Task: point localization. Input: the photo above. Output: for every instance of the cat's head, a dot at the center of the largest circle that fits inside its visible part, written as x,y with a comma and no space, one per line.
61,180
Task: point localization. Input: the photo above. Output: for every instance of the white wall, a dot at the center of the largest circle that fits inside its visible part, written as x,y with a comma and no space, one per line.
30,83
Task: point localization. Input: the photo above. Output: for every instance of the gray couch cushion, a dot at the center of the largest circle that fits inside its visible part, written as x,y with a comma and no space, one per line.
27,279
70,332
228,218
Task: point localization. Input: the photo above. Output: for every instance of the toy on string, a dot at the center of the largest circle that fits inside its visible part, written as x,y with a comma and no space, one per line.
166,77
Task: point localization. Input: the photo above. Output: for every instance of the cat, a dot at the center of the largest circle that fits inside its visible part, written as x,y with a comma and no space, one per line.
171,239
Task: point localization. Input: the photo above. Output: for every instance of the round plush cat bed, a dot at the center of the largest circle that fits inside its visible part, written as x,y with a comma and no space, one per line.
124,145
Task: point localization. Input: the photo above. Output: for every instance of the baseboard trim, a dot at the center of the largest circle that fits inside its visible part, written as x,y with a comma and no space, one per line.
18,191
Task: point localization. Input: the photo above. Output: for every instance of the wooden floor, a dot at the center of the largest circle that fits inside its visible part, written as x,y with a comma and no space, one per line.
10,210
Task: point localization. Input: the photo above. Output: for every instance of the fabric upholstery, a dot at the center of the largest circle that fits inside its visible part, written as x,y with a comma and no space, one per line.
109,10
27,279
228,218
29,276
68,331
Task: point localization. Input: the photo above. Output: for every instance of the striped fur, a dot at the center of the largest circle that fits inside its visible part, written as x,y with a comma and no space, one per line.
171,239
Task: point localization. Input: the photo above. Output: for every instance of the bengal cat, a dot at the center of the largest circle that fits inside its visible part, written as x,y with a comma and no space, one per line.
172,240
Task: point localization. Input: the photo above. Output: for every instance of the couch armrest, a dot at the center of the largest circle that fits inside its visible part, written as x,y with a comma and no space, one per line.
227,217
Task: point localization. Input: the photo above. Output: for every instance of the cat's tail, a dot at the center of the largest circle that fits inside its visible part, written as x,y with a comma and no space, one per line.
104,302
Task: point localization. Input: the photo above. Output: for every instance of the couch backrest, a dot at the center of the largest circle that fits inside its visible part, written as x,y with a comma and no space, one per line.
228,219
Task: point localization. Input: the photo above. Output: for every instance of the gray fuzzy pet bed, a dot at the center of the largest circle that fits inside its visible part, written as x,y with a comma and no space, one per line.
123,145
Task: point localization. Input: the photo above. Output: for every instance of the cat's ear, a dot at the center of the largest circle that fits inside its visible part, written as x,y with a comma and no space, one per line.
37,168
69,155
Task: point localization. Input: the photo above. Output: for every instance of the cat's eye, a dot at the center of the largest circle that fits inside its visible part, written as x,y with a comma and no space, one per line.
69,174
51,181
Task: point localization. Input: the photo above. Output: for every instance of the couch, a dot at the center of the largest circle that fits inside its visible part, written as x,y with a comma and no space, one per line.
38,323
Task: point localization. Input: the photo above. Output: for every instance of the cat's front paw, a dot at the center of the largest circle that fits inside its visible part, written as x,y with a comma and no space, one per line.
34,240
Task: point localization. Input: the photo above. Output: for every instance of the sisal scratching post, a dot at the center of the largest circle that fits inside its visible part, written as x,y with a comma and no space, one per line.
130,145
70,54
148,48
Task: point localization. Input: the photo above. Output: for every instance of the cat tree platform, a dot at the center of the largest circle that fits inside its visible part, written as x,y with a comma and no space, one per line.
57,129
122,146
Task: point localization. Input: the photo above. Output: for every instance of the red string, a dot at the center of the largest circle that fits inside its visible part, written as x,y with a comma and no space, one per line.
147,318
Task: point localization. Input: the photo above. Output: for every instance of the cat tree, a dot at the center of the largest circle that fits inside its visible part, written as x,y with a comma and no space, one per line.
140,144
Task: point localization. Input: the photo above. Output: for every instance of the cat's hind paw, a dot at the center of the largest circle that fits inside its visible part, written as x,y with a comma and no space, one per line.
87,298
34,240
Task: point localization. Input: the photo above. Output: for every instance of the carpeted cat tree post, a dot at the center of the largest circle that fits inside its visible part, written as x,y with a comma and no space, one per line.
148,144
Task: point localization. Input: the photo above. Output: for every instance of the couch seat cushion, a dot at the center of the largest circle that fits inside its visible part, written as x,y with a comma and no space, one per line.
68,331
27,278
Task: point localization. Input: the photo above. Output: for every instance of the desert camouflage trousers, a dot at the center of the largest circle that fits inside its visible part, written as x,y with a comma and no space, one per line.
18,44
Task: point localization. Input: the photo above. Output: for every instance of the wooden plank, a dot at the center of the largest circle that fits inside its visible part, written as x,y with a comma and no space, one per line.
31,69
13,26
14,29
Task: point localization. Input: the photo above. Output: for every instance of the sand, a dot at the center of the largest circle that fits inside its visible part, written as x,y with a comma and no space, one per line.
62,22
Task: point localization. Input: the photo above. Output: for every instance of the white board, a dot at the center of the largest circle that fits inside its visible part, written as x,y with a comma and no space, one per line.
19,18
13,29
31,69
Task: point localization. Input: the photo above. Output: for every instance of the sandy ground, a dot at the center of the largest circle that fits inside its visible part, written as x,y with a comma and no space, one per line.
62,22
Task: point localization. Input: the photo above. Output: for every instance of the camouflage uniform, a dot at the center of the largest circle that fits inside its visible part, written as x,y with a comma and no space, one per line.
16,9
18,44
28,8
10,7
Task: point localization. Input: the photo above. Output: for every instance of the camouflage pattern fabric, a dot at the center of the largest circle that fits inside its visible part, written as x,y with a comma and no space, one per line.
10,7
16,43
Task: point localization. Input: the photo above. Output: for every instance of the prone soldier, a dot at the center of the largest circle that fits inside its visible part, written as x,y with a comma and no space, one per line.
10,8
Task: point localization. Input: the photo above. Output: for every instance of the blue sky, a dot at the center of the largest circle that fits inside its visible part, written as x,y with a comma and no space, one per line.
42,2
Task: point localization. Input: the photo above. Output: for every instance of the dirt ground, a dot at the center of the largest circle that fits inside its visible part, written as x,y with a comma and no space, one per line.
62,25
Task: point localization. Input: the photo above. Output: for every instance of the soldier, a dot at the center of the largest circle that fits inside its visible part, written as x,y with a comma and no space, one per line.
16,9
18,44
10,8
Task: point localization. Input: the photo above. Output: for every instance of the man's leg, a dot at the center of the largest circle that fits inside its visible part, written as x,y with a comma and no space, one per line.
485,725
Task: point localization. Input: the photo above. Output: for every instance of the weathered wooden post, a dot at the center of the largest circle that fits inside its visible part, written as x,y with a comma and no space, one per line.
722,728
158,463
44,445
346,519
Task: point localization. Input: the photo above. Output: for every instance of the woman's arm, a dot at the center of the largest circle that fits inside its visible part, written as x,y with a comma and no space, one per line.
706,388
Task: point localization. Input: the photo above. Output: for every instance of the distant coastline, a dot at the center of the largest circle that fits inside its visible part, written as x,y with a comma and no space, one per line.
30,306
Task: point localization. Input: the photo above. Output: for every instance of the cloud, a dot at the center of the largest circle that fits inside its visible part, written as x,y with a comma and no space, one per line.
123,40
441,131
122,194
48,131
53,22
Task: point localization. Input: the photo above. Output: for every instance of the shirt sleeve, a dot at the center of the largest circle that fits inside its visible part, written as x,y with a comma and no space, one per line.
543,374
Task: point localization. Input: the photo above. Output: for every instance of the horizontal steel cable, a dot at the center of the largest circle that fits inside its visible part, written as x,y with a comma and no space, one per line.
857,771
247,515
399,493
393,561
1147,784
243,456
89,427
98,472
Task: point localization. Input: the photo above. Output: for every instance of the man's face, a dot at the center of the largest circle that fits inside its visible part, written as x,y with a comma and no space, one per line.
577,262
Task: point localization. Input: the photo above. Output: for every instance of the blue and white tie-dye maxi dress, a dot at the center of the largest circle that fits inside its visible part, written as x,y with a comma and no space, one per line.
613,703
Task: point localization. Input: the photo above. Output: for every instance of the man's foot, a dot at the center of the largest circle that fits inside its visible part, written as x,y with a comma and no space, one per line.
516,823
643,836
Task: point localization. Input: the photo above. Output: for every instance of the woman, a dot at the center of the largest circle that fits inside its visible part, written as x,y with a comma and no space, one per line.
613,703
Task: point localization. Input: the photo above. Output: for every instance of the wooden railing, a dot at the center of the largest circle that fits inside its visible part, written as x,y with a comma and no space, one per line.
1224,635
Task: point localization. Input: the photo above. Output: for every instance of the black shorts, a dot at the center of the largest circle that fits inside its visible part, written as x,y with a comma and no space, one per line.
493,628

——

Rewrite the stretch of entries from the line containing "wooden railing, a" through the last entry, with the requests left as they are. Shift every point coordinate in the answers by -96.

» Reply:
Task: point localization. Input: the photo above. Output: for every instance of the wooden railing, a dot at the center of the largest circle that fits inside its visible part, written as x,y with a comma and no space, one per line.
1128,539
Task: point localization. Input: the photo above. Output: for every instance of the black shorts, a dot at the center of the largest circle that fits inside its visible part, written as x,y with a comma and no space, one per line.
397,532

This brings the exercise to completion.